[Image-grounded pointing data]
◇ ◇ ◇ ◇ ◇

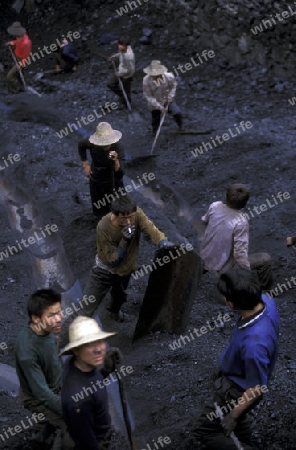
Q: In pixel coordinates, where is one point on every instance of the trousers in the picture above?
(64, 441)
(98, 285)
(113, 85)
(12, 78)
(208, 429)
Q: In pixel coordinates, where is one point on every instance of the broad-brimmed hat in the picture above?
(105, 135)
(16, 29)
(155, 68)
(84, 330)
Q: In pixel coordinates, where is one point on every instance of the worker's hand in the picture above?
(112, 358)
(228, 423)
(114, 56)
(289, 241)
(128, 232)
(86, 168)
(166, 244)
(113, 155)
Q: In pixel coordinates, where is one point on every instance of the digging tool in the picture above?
(159, 128)
(27, 88)
(125, 413)
(132, 115)
(195, 131)
(232, 435)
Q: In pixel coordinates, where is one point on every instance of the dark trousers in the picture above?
(113, 84)
(14, 81)
(98, 285)
(173, 109)
(208, 429)
(63, 441)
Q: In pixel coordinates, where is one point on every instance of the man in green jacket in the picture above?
(37, 364)
(118, 241)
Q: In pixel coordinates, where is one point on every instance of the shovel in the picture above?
(159, 128)
(27, 88)
(127, 421)
(133, 116)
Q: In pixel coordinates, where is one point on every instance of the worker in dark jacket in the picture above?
(246, 364)
(105, 172)
(66, 58)
(38, 366)
(84, 396)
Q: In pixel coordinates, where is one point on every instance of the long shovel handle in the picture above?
(122, 88)
(232, 435)
(20, 72)
(158, 131)
(125, 414)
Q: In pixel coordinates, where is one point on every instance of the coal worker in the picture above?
(37, 363)
(118, 240)
(22, 49)
(65, 57)
(85, 377)
(125, 70)
(159, 88)
(106, 170)
(246, 364)
(226, 239)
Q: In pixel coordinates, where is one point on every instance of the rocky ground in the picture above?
(168, 387)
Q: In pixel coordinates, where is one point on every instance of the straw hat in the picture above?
(155, 68)
(16, 29)
(84, 330)
(105, 135)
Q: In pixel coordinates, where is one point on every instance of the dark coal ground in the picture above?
(167, 388)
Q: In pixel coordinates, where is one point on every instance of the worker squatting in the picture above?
(19, 428)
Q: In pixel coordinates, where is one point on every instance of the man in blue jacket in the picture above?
(246, 364)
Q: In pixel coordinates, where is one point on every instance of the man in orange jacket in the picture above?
(23, 46)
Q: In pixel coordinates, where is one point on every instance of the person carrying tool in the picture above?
(23, 46)
(246, 364)
(106, 170)
(226, 239)
(118, 241)
(65, 57)
(37, 364)
(85, 377)
(159, 88)
(125, 71)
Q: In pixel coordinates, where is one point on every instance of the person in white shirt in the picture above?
(126, 70)
(159, 89)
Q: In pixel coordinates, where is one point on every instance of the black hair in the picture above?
(241, 287)
(124, 40)
(41, 300)
(237, 196)
(123, 205)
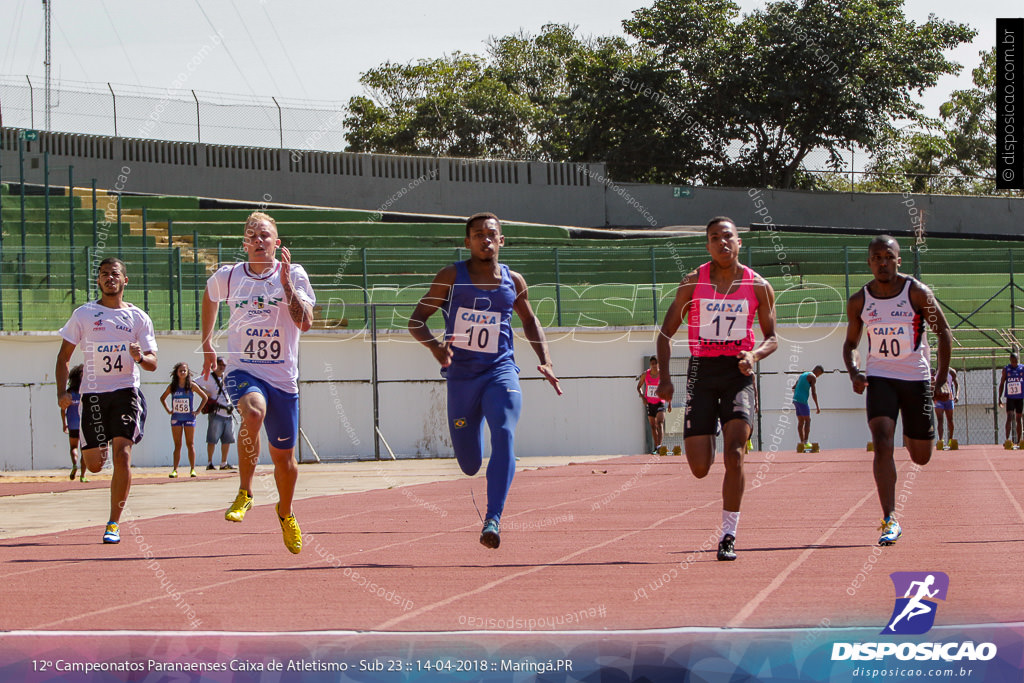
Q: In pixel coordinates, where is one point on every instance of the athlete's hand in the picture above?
(209, 361)
(442, 352)
(747, 363)
(286, 269)
(549, 374)
(666, 390)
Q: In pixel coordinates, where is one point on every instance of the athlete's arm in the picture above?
(209, 318)
(60, 373)
(435, 297)
(925, 303)
(766, 318)
(300, 309)
(202, 394)
(532, 331)
(163, 398)
(673, 319)
(854, 328)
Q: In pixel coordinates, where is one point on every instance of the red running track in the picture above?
(613, 545)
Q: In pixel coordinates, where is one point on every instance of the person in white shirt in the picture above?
(116, 338)
(270, 303)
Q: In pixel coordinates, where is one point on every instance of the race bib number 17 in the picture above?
(476, 330)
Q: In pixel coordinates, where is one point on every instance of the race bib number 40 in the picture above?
(723, 319)
(890, 341)
(476, 330)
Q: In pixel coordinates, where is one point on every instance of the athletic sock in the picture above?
(730, 520)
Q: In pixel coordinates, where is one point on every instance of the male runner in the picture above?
(718, 301)
(270, 302)
(117, 338)
(806, 384)
(477, 297)
(1012, 381)
(647, 388)
(894, 309)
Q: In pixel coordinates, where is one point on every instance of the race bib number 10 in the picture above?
(476, 330)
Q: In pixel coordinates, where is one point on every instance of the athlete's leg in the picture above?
(502, 402)
(699, 454)
(658, 429)
(286, 474)
(176, 435)
(189, 433)
(883, 430)
(465, 416)
(121, 479)
(252, 408)
(735, 432)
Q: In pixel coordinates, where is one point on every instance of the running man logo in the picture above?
(914, 610)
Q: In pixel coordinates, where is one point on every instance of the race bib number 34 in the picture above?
(476, 330)
(723, 321)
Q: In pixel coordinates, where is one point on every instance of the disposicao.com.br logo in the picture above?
(913, 613)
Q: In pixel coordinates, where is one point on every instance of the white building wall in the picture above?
(598, 414)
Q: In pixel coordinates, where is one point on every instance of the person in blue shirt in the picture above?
(806, 384)
(1012, 382)
(477, 297)
(183, 412)
(71, 418)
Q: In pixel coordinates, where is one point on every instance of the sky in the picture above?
(315, 49)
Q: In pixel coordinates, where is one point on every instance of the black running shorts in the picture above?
(716, 391)
(104, 416)
(890, 398)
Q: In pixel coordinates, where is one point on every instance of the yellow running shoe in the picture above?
(293, 536)
(242, 503)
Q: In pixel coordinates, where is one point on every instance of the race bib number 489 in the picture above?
(476, 330)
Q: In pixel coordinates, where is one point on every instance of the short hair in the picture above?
(257, 216)
(113, 260)
(718, 219)
(883, 241)
(484, 215)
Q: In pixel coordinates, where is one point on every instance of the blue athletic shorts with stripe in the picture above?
(282, 420)
(495, 395)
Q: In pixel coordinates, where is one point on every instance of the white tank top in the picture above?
(897, 343)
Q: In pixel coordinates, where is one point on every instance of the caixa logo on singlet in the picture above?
(913, 613)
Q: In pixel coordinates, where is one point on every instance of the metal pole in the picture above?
(94, 217)
(281, 122)
(71, 227)
(46, 209)
(653, 283)
(196, 276)
(177, 267)
(120, 236)
(145, 265)
(558, 289)
(373, 380)
(114, 100)
(199, 131)
(846, 269)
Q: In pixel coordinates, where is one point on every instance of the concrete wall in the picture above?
(561, 194)
(599, 413)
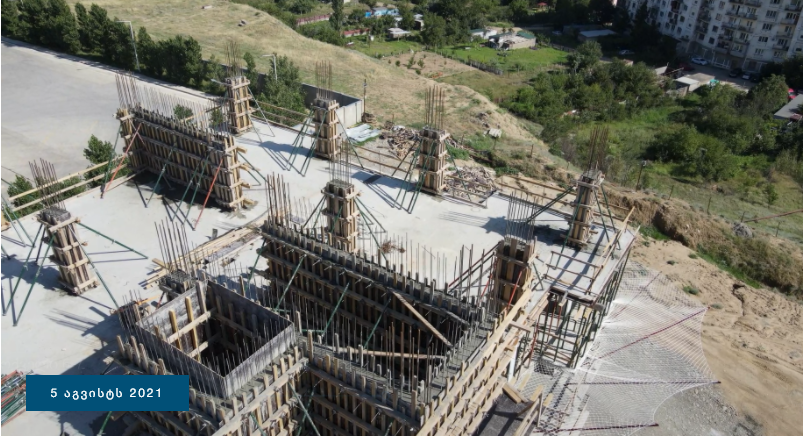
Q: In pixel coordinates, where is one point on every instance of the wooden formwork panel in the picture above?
(184, 154)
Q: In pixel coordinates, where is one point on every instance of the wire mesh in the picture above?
(647, 350)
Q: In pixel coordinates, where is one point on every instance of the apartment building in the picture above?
(730, 33)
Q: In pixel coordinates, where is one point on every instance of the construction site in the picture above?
(308, 286)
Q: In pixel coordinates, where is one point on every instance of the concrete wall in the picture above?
(351, 108)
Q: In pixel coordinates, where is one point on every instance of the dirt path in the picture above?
(753, 339)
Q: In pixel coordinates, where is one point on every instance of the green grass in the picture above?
(492, 86)
(513, 60)
(384, 48)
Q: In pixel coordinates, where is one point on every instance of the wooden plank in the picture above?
(512, 393)
(189, 326)
(421, 318)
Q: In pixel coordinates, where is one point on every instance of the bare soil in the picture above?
(435, 66)
(393, 92)
(753, 339)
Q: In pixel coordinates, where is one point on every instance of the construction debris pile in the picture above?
(474, 179)
(13, 395)
(401, 139)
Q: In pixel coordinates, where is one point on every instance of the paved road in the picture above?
(721, 75)
(37, 86)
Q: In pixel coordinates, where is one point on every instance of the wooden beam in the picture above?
(421, 318)
(189, 326)
(233, 424)
(174, 323)
(348, 416)
(190, 317)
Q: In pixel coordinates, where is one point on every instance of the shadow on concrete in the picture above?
(105, 328)
(11, 270)
(490, 225)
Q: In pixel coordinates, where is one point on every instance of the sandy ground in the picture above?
(754, 344)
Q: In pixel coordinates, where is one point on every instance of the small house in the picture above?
(592, 35)
(396, 33)
(483, 33)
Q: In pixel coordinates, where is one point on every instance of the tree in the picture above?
(149, 55)
(11, 25)
(770, 194)
(84, 28)
(302, 6)
(181, 112)
(284, 88)
(251, 71)
(766, 97)
(586, 56)
(408, 19)
(564, 12)
(434, 33)
(98, 151)
(336, 19)
(603, 11)
(519, 10)
(181, 57)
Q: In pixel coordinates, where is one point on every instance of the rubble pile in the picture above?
(400, 140)
(475, 179)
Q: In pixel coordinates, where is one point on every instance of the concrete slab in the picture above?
(63, 334)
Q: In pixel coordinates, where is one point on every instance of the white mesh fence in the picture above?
(647, 349)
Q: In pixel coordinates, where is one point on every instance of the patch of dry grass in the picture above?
(393, 93)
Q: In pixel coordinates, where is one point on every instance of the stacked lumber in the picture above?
(14, 395)
(228, 243)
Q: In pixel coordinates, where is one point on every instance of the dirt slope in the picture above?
(754, 342)
(393, 93)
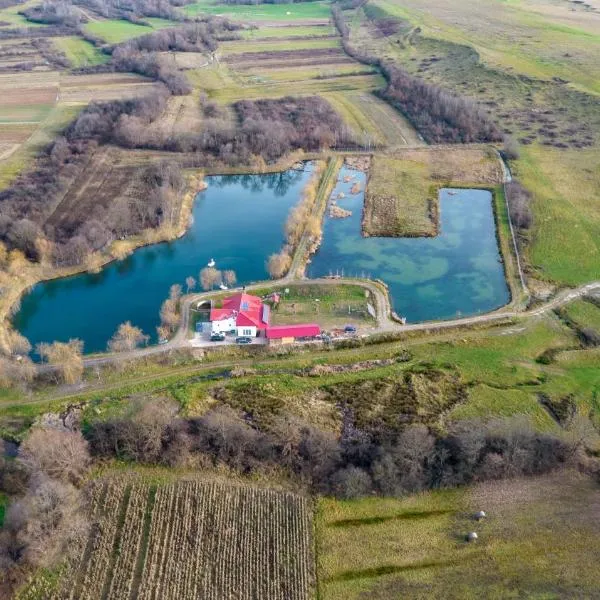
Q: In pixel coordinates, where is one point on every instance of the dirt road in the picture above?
(385, 324)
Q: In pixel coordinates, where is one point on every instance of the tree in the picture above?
(127, 338)
(66, 358)
(175, 292)
(169, 315)
(278, 264)
(17, 344)
(229, 277)
(209, 277)
(190, 283)
(19, 371)
(60, 454)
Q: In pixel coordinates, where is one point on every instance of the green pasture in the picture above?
(538, 541)
(115, 31)
(239, 47)
(288, 31)
(80, 52)
(264, 12)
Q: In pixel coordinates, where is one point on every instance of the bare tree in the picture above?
(190, 283)
(66, 358)
(229, 277)
(175, 292)
(60, 454)
(127, 338)
(278, 264)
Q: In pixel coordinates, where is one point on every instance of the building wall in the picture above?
(246, 330)
(223, 326)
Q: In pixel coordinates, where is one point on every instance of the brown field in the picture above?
(103, 86)
(192, 539)
(106, 178)
(401, 197)
(11, 133)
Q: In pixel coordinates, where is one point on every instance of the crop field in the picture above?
(192, 539)
(537, 541)
(115, 31)
(527, 36)
(267, 45)
(402, 193)
(298, 13)
(511, 58)
(585, 314)
(82, 89)
(330, 306)
(288, 32)
(80, 52)
(15, 52)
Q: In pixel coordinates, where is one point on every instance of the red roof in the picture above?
(247, 309)
(277, 332)
(219, 314)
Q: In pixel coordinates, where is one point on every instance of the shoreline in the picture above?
(303, 251)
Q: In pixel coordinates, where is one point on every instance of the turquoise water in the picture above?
(238, 221)
(457, 273)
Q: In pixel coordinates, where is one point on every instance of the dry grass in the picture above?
(540, 540)
(190, 539)
(401, 198)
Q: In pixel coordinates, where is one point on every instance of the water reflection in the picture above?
(457, 272)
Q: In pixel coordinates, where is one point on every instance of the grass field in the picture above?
(115, 31)
(190, 539)
(285, 13)
(402, 192)
(80, 52)
(537, 542)
(585, 314)
(267, 45)
(505, 55)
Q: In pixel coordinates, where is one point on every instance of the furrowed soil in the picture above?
(402, 192)
(190, 539)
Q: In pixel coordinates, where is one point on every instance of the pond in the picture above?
(457, 273)
(237, 220)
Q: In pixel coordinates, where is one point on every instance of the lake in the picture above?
(237, 220)
(457, 273)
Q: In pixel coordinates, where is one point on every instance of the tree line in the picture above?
(353, 464)
(440, 116)
(26, 203)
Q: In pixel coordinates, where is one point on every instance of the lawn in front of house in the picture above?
(538, 540)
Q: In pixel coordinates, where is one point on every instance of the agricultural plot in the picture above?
(288, 32)
(328, 305)
(79, 52)
(301, 13)
(193, 539)
(401, 198)
(538, 541)
(115, 31)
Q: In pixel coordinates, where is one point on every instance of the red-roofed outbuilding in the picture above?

◇ ◇ ◇ ◇ ◇

What is needed: Please write out, exactly as they appear, only the lines from the one holding "plot in the picture above?" through the end of the data.

Answer to the problem:
Q: In pixel coordinates, where is one point on every instance of the agricultural plot in the picture above?
(288, 32)
(328, 305)
(79, 52)
(301, 13)
(193, 539)
(401, 198)
(538, 541)
(115, 31)
Q: In pixel coordinates, where is one point on every instance of the red-roofed outbuilding in the picture above?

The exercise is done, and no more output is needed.